> **Written task a**:
Render the listing from its first line through the line containing "[(84, 246), (544, 347), (321, 310)]", inclusive, as a numbered list, leaving out any blank lines.

> **Text shown**:
--

Kailash Sankar

Posted on Jun 27

Cache Stampede: A Primer

#redis #systemdesign #performance #webdev

I put Redis in front of a slow SQLite database, ran three app pods behind round-robin load, and hammered one hot key until TTL expiry produced visible origin spikes — then swapped in fixes one at a time and measured the difference. Not a production guide; just the problem, the charts, and honest numbers from a setup small enough to reason about.

The problem, without the jargon pile

You cache expensive reads so most requests never touch the database. That works until a popular key expires. Every client misses at once, they all run the same query, and the database gets a spike it cannot absorb. That is a cache stampede. The generic name is thundering herd — many workers doing the same expensive thing at once.

The averages lie. You can have a 97% cache hit rate and still hammer the origin hundreds of times in 60 seconds, because misses cluster at expiry instead of spreading out.

App → Redis (cache) → on miss → SQLite (~200ms per read)

The fix is never "more cache." It is coordination: who refreshes, when, and whether everyone else waits, reads stale data, or refreshes early.

What I built

Piece	Role
Redis (Docker)	Shared cache — visible to all app instances
3 FastAPI replicas	Round-robin load — multi-pod from the start; scaling servers does not fix cache coordination
FastAPI app	Cache-aside: `GET` Redis → on miss, read SQLite → `SETEX` with 5s TTL
Load generator	50 concurrent clients, 60 seconds, 95% traffic to one item
Metrics	Total DB queries, max DB queries in any 1-second window, latency percentiles
Charts	Time series after each run — DB queries/s and latency/s

Each strategy is a swap-in module (naive, singleflight, swr, xfetch, jitter). Same load script, same TTL, same three pods — compare the charts.

How to read the chart: the top panel is the whole lesson. Naive cache shows flat calm + tall spikes every ~5 seconds. Fixed strategies show a low flat line with occasional single bumps.

--

[Position annotation records]
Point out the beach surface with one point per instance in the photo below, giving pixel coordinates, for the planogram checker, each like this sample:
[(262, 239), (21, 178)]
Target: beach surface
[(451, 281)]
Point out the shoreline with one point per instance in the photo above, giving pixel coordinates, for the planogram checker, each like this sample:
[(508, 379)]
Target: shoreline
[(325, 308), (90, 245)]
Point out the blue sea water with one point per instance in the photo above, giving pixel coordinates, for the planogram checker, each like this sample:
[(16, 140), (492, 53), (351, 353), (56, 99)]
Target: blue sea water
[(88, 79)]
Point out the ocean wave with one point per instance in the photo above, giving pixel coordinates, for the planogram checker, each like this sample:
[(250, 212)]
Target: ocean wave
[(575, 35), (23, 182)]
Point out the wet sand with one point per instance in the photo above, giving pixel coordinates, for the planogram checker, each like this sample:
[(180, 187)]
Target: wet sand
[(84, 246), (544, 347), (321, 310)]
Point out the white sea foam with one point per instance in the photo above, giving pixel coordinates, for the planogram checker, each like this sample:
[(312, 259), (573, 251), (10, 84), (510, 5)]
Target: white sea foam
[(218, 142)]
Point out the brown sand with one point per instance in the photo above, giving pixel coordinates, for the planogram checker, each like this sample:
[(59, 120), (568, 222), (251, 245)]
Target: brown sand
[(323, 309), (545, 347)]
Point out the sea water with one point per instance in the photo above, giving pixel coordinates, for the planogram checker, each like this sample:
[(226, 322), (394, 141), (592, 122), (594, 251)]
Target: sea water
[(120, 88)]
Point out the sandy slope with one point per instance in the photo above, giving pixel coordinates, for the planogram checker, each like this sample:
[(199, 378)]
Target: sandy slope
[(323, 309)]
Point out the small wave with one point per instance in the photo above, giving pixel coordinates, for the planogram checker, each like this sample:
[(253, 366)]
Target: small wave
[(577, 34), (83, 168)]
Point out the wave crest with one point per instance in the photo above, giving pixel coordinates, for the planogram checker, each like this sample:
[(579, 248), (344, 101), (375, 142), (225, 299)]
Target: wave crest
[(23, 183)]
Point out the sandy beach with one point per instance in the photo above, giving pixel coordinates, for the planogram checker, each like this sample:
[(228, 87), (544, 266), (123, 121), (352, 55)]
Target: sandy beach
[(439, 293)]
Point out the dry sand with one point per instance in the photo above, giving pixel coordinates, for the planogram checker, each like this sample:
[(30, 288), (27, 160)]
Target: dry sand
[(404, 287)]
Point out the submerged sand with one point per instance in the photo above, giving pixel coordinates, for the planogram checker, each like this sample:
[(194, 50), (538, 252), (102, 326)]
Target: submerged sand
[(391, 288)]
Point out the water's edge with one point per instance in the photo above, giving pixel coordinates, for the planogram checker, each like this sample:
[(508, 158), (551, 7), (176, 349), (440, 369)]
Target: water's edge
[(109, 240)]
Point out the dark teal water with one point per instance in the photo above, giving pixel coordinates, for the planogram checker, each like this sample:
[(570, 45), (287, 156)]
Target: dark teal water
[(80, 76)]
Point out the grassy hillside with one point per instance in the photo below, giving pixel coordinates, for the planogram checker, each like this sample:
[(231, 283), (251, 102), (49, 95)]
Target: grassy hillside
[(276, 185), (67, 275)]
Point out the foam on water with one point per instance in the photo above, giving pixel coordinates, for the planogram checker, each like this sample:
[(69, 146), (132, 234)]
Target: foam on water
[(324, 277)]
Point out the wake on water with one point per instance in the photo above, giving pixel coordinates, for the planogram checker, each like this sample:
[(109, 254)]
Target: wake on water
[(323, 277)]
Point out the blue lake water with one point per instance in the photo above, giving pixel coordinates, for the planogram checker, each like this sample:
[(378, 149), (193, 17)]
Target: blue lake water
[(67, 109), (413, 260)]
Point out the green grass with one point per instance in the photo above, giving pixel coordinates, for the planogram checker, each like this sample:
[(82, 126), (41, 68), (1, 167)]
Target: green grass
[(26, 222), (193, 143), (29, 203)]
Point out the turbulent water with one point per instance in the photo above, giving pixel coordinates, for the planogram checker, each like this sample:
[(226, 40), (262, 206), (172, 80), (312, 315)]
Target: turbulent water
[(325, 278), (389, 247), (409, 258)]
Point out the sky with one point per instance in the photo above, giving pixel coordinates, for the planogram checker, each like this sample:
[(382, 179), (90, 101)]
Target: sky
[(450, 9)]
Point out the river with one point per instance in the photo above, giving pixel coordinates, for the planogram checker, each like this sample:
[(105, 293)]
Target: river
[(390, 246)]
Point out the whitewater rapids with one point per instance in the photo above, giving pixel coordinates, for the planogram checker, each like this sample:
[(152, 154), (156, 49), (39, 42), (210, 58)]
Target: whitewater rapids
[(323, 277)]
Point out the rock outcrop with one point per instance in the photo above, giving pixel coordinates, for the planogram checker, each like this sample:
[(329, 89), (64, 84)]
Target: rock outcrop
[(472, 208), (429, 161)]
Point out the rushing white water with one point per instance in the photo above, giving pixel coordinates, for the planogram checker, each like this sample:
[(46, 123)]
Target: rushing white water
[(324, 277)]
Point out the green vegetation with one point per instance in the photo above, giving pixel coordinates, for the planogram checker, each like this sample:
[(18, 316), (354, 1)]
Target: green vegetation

--

> **Written task b**:
Write the next part of the cache stampede post, picking up right after its last sentence.

> **Exercise answer a**:
1. Point out the beach surface with one point per instance in the photo below, giving pixel coordinates, for the planogram checker, each like this sample:
2. [(262, 239), (21, 178)]
3. Target: beach surface
4. [(451, 281)]
5. Point out the shoreline with one point per instance in the photo above, giving pixel coordinates, for the planogram checker, each like this sample:
6. [(508, 379)]
7. Target: shoreline
8. [(325, 308), (90, 245)]
9. Point out the blue sea water with one point per instance in the photo above, giving pixel coordinates, for the planogram checker, each like this sample:
10. [(16, 140), (492, 53), (351, 353), (56, 99)]
11. Target: blue sea water
12. [(88, 79)]
13. Point out the ocean wave with one point per instance in the photo above, giving pixel coordinates, for the planogram checker, each like this sample:
14. [(250, 212)]
15. Target: ocean wave
16. [(575, 35), (23, 182)]
17. Point out the wet sand with one point per instance in the photo above, giving pixel coordinates, for the planogram checker, each like this sample:
18. [(180, 187)]
19. Target: wet sand
20. [(84, 246), (544, 347), (321, 310)]

> **Exercise answer b**:
Step 1 — Naive cache-aside: the stampede baseline

What I did: Naive cache-aside only — GET → miss → slow DB read → SETEX with 5s TTL. Flush Redis, run load test. Every later strategy compares against this.

Results:

Metric	Value
Cache hit rate	~97%
Total DB queries (60s)	689
Max DB queries in 1s	61
p99 latency	~223 ms

What clicked:

With a 5s TTL over 60s, you'd hope for ~12 refreshes on one hot key. I got hundreds of DB reads — every concurrent miss triggers its own query.
Hit rate hides burst damage. The metric that matters is max origin QPS in 1 second.
All pods see the same expired key. An in-process mutex only protects one process; coordination has to live in shared storage (Redis).
The chart is the signature: periodic needles at TTL expiry.

Step 2 — Single-flight: one refresher per key

Next problem: how do you stop 50 concurrent misses from becoming 50 DB queries?

What I did: Redis distributed lock — SET lock:item:{id} NX EX 10. One winner refreshes; losers wait and retry every 50ms (5s timeout).

Results:

Metric	naive	single-flight
Max DB/s	61	8
Total DB (60s)	689	111
p99	223 ms	213 ms
`wait_hit` responses	—	623

What clicked:

Origin protection works. Spikes flattened.
Cost shifted to coordination — 623 requests waited for the winner (wait_hit). Users blocked ~200ms on empty cache instead of the DB taking 50 parallel hits.
p99 barely moved — one wait is ~one refresh time, not a pile-up of DB queries.

Step 3 — SWR: keep users fast at expiry

Next problem: single-flight protects the DB, but users still wait when the cache is empty after soft expiry. Can we serve old data while refreshing in the background?

What I did: Stale-while-revalidate in Redis — envelope {item, cached_at}. Fresh for 5s, then serve stale for 5s while a background task refreshes (still with single-flight lock). Hard Redis TTL 10s.

Results:

Metric	single-flight	SWR
Max DB/s	8	7
Total DB (60s)	111	111
p99	213 ms	28 ms
`stale` responses	—	1160
`wait_hit`	623	50

What clicked:

Same origin load as single-flight — SWR changes UX, not refresh count.
p99 collapsed because expiry no longer blocks on the refresher. Users got instant stale instead of waiting.
The name comes from HTTP caching (Cache-Control: stale-while-revalidate). Same semantics; I implemented it in Redis, not response headers.

Step 4 — XFetch: refresh before the cliff

Next problem: SWR handles after expiry. Can we refresh before the key goes empty and avoid the cliff entirely?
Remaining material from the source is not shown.